▶ [WHAT IS BEING ASKED]
Reproduce verbatim only the lines from the one containing "of the street" through the last line below, both included.

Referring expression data
##########
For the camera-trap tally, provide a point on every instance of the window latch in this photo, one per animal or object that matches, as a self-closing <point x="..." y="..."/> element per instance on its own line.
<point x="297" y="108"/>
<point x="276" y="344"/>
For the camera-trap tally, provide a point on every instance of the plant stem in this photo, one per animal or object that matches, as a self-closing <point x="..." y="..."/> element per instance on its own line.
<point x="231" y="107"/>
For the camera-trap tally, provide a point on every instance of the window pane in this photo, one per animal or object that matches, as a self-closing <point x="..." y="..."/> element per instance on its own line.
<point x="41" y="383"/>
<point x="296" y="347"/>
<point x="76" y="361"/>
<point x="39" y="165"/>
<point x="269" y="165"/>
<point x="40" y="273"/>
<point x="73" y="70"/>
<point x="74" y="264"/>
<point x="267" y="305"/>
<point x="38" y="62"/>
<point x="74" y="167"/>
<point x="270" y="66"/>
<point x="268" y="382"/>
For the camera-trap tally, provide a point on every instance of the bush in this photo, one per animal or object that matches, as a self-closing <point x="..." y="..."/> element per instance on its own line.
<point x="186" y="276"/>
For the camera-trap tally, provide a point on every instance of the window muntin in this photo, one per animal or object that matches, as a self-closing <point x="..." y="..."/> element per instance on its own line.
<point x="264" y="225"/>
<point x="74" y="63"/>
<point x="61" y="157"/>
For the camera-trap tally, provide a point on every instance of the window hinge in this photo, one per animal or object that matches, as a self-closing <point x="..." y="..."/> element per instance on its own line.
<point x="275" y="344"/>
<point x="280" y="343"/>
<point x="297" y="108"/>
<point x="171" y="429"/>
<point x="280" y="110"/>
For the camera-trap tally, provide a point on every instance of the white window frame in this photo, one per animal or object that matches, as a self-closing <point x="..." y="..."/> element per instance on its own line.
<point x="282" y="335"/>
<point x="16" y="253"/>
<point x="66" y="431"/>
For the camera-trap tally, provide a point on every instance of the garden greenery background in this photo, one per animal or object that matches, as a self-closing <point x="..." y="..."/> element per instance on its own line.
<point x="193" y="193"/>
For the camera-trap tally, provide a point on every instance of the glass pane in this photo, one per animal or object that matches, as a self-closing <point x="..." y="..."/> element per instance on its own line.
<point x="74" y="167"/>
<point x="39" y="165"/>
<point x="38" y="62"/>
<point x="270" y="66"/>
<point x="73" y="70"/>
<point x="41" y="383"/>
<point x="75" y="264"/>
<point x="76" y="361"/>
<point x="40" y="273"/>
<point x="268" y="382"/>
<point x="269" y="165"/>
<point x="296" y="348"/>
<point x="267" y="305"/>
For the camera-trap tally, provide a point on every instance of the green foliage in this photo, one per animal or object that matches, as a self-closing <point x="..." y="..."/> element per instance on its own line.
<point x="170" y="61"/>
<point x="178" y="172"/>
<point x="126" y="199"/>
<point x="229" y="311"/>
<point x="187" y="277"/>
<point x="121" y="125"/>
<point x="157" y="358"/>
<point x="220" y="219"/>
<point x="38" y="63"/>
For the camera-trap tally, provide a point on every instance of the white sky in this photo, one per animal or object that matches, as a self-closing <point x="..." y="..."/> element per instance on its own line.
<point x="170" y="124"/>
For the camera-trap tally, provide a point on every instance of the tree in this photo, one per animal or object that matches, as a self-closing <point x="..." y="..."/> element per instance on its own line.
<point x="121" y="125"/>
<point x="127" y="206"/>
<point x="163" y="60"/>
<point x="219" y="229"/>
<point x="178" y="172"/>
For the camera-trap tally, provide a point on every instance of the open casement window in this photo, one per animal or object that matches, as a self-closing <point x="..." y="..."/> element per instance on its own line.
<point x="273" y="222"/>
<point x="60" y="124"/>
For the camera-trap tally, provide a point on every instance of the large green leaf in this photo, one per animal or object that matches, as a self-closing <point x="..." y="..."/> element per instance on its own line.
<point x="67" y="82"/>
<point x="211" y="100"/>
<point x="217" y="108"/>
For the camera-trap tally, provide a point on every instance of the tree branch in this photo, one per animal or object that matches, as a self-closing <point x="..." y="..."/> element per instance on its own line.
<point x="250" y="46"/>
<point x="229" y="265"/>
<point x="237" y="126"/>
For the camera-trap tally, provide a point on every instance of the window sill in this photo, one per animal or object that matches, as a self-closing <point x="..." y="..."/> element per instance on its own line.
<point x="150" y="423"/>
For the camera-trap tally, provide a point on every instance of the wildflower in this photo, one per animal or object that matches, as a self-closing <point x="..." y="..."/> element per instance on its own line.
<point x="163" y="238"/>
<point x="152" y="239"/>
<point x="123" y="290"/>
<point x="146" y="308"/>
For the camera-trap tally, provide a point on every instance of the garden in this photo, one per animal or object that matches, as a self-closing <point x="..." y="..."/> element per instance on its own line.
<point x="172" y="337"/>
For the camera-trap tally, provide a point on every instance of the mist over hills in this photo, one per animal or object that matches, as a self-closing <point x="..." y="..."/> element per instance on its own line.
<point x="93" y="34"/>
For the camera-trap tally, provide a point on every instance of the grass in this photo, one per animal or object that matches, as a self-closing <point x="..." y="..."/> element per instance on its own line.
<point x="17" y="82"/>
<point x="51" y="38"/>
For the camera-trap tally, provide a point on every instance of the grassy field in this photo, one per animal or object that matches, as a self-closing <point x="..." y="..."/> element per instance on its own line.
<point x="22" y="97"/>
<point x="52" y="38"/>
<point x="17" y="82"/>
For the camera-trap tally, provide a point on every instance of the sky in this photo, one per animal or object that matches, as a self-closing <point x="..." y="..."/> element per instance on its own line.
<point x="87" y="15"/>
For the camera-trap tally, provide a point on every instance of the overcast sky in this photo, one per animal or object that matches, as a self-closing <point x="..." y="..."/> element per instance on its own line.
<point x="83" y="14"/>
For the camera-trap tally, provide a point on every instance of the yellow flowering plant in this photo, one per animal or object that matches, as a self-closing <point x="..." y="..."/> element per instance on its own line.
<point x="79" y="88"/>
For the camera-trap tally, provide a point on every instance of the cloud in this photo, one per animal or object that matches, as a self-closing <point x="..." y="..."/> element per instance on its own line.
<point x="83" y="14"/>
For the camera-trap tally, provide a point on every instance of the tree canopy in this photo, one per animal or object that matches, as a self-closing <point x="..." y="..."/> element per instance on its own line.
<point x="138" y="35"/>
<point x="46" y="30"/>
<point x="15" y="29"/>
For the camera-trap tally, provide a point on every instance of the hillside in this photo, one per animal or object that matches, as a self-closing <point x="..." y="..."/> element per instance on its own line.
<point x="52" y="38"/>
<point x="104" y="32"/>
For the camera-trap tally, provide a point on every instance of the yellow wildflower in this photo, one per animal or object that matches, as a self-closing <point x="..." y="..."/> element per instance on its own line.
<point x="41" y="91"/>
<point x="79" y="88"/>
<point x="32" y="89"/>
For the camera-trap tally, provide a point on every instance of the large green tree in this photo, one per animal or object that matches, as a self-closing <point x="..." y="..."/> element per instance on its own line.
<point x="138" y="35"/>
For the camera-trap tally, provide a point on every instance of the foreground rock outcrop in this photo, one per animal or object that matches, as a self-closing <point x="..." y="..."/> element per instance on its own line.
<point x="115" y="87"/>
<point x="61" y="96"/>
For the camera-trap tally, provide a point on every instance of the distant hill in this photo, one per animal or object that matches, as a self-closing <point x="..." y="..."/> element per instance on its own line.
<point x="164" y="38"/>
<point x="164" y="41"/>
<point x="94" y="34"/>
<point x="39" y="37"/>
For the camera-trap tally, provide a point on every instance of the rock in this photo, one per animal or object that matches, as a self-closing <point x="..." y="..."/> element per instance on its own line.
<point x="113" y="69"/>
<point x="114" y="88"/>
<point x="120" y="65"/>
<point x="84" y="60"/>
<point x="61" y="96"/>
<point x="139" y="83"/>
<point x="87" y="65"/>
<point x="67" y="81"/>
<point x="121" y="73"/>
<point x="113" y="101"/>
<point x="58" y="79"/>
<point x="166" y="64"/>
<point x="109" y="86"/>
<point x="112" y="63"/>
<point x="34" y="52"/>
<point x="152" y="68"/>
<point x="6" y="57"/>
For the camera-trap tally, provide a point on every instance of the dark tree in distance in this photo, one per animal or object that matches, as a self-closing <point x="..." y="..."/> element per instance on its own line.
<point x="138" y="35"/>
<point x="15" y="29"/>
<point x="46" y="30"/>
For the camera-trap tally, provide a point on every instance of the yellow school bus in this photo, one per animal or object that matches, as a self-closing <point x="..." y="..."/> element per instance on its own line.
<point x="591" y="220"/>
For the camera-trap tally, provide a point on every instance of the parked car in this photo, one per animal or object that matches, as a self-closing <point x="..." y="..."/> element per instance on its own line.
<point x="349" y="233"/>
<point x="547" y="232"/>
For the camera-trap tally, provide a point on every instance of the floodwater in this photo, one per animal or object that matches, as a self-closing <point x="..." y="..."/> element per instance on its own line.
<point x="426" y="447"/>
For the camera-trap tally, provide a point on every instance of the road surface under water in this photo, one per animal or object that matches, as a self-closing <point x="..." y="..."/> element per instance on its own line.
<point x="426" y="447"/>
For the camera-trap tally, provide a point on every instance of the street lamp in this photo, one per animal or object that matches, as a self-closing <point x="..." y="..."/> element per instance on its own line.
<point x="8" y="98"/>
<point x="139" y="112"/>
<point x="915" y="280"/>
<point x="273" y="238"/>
##########
▶ [ANSWER TO THIS TASK]
For the camera-trap tally, provide a point on every instance of the street lamp in this photo, one per animal or object that matches, as a self-closing <point x="..." y="..."/> element per instance on its own line.
<point x="8" y="98"/>
<point x="139" y="112"/>
<point x="915" y="280"/>
<point x="273" y="238"/>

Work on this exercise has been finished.